» QUOTED PASSAGE:

--*--

As the power of resolve, think, “Until now I have accumulated those harmful negative actions because of my ignorance and confusion. But now, thanks to the compassion of my kind teacher, I know what is beneficial and what is harmful, and I will never commit them again, even if it costs me my life.”
Keeping in mind the pure meaning of the visualization. recite the root text, starting from:
Ah! I am in my ordinary form, and above my head …
down as far as the words:
… Purify me until not a single one remains!
Then, in the heart of Vajrasattva, who is indivisibly united with his consort, visualize a lunar disc no bigger than a flattened mustard seed, and upon it a white hum, as fine as if it had been drawn with a single hair.
As you recite the hundred syllable mantra once, “Om Vajrasattva Samaya…” and so on, visualize its syllables arranged around the hum in a circle. None of them touch each other, like the horns of cattle when they stand close together.* Then recite the hundred syllables as a prayer, imagining at the same time that a nectar of compassion and wisdom drips down from each of the syllables, one glistening drop after another, like water dripping down from ice as it melts near a fire. Pouring down through the body of Vajrasattva, the nectar emerges from the point of union of the deity and consort, and, passing through the crown of your head, flows into you, and into all other sentient beings too.
(*That is, close together without being entangled.)
Like particles of earth being washed away by a powerful stream, all your physical illnesses are flushed out in the form of rotten blood and pus. All negative forces are expelled in the form of spiders, scorpions, toads, fish,
snakes, tadpoles, lice and the like, and all harmful actions and obscurations as black liquid, dust, smoke, clouds and vapours. All this is carried away by the irresistible flood of nectar and pours out of your body as a black shower through the lower orifices, the sales of your feet and all the pores of your skin. The earth beneath you opens up and in the depths appears Death, personification of your past actions, surrounded by all the male and female beings to whom you owe karmic debts and all those who seek to venge themselves on your flesh. While you recite the hundred syllable mantra, visualize all those impurities pouring down into their open mouths and into the hands and arms they raise expectantly toward you.
If you can, visualize the whole process simultaneously. Otherwise, you can alternate. As you recite the mantra, sometimes concentrate on the body of Vajrasattva, his face, hands and so on; sometimes on his ornaments and clothing; sometimes on the flow of nectar purifying illnesses, negative forces, evil actions and obscurations; and sometimes on your regret for what you have done and your resolve never to repeat it.
At the end, imagine that Death, the embodiment of past actions, and all the others below the earth – every kind of karmic creditor and all those who seek vengeance on your flesh-are appeased and satisfied. Past scores have been settled, debts have been repaid and vengeance has been appeased. You are cleansed of all past negative actions and obscurations. Death closes his mouth and hands and lowers his arms. The earth closes again.

--*--

» MATERIAL FOR THE TASK:
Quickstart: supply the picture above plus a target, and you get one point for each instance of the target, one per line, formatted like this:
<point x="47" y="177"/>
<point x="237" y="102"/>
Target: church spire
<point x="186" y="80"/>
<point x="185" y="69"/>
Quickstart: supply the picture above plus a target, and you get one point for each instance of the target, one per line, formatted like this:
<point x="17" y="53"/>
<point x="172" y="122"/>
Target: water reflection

--*--

» WORK TO COMPLETE:
(A) Reproduce a passage of the Vajrasattva meditation instructions, beginning at the words "As the power" and stopping after the words "a single hair.".
(B) Write out all the records again, substituting "provide" for every "supply" and leaving everything else unchanged.

» WRITTEN RESPONSES:
(A)
As the power of resolve, think, “Until now I have accumulated those harmful negative actions because of my ignorance and confusion. But now, thanks to the compassion of my kind teacher, I know what is beneficial and what is harmful, and I will never commit them again, even if it costs me my life.”
Keeping in mind the pure meaning of the visualization. recite the root text, starting from:
Ah! I am in my ordinary form, and above my head …
down as far as the words:
… Purify me until not a single one remains!
Then, in the heart of Vajrasattva, who is indivisibly united with his consort, visualize a lunar disc no bigger than a flattened mustard seed, and upon it a white hum, as fine as if it had been drawn with a single hair.

(B)
Quickstart: provide the picture above plus a target, and you get one point for each instance of the target, one per line, formatted like this:
<point x="47" y="177"/>
<point x="237" y="102"/>
Target: church spire
<point x="186" y="80"/>
<point x="185" y="69"/>
Quickstart: provide the picture above plus a target, and you get one point for each instance of the target, one per line, formatted like this:
<point x="17" y="53"/>
<point x="172" y="122"/>
Target: water reflection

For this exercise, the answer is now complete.